### What to do
Can you write out, word for word, the lines of the data below, starting at the line containing "Rules: pick out each instance of the tree bark" and ending at the line containing "[[279, 187]]", with both of those lines included?

· · · · ·

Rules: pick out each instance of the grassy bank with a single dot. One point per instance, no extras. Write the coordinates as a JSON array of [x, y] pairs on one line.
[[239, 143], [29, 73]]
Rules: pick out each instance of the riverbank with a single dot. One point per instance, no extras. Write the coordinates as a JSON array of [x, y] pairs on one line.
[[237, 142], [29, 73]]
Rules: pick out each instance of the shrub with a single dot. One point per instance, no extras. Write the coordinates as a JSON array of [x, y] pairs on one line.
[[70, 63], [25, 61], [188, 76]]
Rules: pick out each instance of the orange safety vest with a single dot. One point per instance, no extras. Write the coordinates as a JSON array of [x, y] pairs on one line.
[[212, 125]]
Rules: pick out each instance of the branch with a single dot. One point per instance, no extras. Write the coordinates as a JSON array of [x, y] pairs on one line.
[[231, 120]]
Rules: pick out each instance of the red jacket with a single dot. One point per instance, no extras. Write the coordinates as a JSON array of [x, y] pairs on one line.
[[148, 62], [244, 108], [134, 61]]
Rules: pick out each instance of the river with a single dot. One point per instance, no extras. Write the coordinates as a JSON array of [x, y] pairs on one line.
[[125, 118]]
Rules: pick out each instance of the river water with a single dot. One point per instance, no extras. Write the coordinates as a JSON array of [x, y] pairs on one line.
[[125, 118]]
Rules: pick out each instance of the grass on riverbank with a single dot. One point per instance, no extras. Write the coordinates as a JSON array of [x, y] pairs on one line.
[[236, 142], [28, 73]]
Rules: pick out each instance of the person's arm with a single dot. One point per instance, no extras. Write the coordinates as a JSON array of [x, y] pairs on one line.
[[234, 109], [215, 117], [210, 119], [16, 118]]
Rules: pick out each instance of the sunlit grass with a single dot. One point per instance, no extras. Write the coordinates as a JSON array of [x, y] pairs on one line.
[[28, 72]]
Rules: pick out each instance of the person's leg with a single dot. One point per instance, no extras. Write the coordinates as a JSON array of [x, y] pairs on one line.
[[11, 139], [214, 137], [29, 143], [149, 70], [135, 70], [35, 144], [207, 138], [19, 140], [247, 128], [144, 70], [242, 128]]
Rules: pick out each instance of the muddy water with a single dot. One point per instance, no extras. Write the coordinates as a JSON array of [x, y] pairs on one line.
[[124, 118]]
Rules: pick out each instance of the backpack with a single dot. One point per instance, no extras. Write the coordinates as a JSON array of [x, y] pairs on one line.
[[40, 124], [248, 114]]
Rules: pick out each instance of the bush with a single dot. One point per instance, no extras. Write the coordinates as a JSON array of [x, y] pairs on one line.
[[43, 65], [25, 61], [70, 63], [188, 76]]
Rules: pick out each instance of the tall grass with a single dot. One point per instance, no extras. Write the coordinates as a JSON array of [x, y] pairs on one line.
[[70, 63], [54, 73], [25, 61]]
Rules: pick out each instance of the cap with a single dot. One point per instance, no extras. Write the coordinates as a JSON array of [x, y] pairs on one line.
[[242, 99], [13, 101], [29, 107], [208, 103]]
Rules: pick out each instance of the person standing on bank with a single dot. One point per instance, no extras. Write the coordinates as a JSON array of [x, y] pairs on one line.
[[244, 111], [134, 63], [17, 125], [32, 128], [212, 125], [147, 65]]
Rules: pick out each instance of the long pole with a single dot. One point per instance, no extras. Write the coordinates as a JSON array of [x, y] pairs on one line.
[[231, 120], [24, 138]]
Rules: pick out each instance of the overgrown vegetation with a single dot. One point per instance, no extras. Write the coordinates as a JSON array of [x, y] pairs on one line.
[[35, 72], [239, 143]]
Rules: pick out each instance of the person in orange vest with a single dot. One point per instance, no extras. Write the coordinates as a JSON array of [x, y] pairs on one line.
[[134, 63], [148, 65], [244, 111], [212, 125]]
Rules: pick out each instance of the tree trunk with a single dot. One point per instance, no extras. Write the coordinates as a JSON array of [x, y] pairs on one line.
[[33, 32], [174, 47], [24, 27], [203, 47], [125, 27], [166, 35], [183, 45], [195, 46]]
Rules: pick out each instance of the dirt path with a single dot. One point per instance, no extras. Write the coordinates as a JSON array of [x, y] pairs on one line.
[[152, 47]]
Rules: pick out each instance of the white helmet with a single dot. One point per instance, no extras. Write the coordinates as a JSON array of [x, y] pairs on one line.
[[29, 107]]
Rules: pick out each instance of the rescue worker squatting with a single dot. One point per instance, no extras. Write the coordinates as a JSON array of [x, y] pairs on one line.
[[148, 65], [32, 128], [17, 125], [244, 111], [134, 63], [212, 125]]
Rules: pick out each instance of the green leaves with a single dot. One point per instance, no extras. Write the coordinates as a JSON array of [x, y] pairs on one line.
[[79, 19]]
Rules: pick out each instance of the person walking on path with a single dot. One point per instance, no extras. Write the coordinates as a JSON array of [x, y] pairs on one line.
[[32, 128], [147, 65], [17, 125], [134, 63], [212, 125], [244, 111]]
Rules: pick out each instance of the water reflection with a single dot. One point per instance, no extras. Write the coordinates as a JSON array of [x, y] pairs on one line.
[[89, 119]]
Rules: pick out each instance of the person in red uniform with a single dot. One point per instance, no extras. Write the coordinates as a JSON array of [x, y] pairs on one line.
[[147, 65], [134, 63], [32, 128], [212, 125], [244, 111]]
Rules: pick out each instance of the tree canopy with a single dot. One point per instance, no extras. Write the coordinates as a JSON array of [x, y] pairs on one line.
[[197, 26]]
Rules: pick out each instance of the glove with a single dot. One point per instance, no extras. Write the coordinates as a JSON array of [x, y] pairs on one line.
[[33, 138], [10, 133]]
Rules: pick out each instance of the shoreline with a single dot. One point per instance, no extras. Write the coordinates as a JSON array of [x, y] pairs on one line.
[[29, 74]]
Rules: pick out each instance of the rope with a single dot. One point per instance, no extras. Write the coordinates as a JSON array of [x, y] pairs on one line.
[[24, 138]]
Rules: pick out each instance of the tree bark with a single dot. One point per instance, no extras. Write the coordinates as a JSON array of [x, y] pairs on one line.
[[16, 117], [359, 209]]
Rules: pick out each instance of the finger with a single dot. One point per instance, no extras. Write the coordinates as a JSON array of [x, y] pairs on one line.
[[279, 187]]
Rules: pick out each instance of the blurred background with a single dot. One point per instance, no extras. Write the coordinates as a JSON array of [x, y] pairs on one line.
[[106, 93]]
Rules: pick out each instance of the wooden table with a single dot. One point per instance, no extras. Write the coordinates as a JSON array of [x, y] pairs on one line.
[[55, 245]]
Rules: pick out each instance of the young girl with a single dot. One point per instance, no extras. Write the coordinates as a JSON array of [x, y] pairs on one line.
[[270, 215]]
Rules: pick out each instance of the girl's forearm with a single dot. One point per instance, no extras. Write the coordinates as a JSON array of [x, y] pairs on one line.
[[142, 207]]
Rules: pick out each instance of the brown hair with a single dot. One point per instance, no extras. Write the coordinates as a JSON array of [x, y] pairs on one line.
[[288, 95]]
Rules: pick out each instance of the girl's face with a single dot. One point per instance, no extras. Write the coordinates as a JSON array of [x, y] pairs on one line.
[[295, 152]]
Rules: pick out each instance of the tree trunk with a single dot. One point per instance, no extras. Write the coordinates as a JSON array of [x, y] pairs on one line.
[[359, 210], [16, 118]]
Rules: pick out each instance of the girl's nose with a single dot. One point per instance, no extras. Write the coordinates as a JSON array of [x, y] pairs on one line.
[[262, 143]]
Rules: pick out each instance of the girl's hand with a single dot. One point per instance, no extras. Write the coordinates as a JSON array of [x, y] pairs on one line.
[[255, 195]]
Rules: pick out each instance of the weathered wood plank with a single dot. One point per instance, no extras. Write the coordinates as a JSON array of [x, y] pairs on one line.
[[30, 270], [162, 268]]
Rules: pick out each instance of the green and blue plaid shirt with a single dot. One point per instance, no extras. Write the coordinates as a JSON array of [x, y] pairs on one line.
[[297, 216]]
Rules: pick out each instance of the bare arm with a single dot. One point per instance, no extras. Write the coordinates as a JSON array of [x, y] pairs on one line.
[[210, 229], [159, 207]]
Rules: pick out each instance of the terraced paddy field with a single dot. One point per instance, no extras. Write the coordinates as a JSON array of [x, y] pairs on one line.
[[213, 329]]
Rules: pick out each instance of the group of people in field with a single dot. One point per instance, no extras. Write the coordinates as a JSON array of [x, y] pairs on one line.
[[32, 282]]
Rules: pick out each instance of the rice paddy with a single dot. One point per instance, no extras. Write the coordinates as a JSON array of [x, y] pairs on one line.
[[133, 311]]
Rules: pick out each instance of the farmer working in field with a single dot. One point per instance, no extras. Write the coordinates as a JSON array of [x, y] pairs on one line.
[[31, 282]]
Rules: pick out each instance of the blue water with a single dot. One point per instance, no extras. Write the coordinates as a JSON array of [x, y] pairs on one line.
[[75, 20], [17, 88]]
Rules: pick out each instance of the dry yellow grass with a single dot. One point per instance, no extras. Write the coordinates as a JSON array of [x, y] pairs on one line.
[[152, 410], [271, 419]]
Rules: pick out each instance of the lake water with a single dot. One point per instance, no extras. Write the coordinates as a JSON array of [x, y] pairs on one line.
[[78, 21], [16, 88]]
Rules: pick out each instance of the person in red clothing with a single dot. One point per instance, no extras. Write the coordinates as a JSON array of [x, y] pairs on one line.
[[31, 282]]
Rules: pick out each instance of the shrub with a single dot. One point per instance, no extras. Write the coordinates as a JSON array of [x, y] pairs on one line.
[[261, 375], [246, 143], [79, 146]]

· · · · ·

### Solved problem
Rules: pick out each instance of the tree bark with a single dot. One point per instance, no extras. Write the coordinates as a JSON array of [x, y] pairs on one line.
[[16, 117], [359, 209]]
Rules: pick out each instance of the finger with a single dot. One point per instance, no extras. Write the coordinates as a JSON array of [x, y] pairs on one line.
[[279, 187]]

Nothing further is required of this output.